Ejercicio breve 1
Responde según el fragmento sobre la encíclica Rerum novarum que aparece a continuación:
(a) ¿En qué año se publicó la encíclica Rerum novarum?
(b) ¿En qué año convocó León XIII el primer Concilio Plenario Latinoamericano?
(c) ¿Qué país se da como ejemplo de región costera donde la Iglesia se estabilizó gracias a los flujos migratorios?
__________
En la encíclica social Rerum novarum (1891), el papa León XIII puso la piedra fundamental de una doctrina social católica. Por primera vez en el plano internacional, la Iglesia reconoció indirectamente que el progreso liberal en sus diversas facetas —industrialización, libertades individuales, libertad religiosa, etc.— no podía detenerse, ¡al mismo tiempo que denunciaba la explotación de los trabajadores y reclamaba justicia social! Con la encíclica, el papa pretendía, por supuesto, responder principalmente a la «cuestión social» que, en vista de las condiciones laborales inaceptables de los países en vías de industrialización de Europa occidental, se planteaba con tanta urgencia. Pero Rerum novarum demostró ser un documento bastante importante también para América Latina. Permitió a los obispos —aunque en muchos casos con un retraso de varias décadas— reflejar el contexto social moderno y abordar problemas concretos de la época. A mediano plazo la encíclica despertó por primera vez en la Iglesia latinoamericana una conciencia social de las realidades del mundo moderno e influyó en el manejo de las cuestiones de justicia social (Lynch, 1989). Cabe destacar la observación de Jeffrey Klaiber, S.J., acerca de que la recepción de la Rerum novarum también se retrasó porque en países como el Perú a fines del siglo XIX la defensa de los privilegios tradicionales de la Iglesia aún tenía prioridad sobre las demandas de reformas sociales (1988).

El papa León XIII había convocado también en 1899 el primer Concilio Plenario Latinoamericano en Roma para hablar de cuestiones urgentes de la fe y de las tendencias de modernización que todavía se sentían como una amenaza. Los arzobispos y obispos reunidos en Roma, aunque todavía preocupados principalmente por defender las demandas liberales, por primera vez compartieron sus preocupaciones y problemas comunes y comenzaron a entender la existencia de una «Iglesia latinoamericana» (Dussel, 1974; Lynch, 1989). Al inicio del siglo XX también comenzó un proceso que permitió a la Iglesia asegurar sus estructuras organizativas, al menos en las ciudades. En los antiguos centros coloniales —por ejemplo, en el Perú— podía recurrir a las estructuras existentes, mientras que la estabilización de la Iglesia en las regiones costeras —por ejemplo, Argentina— se dio a partir de los flujos migratorios, los cuales le aportaron particular dinamismo. El número de seminaristas y sacerdotes volvió a aumentar a pesar de la aplicación de criterios de selección más estrictos, los puestos de obispo vacantes desde hace mucho tiempo pudieron volver a ser ocupados y las relaciones entre el Estado y la Iglesia fueron reguladas en la mayoría de los países, aunque de ninguna manera en todas partes a satisfacción de los sacerdotes y obispos.
__________
Ejercicio breve 2
Transcribe sin ningún cambio las líneas del listado, empezando en la que contiene "Target: shoreline" y terminando al final del listado, ambas incluidas.

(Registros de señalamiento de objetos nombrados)
__________
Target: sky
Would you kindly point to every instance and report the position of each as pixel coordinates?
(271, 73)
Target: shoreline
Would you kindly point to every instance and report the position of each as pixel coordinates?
__________
Respuesta al ejercicio 1
(a) 1891
(b) 1899
(c) Argentina

Respuesta al ejercicio 2
Target: shoreline
Would you kindly point to every instance and report the position of each as pixel coordinates?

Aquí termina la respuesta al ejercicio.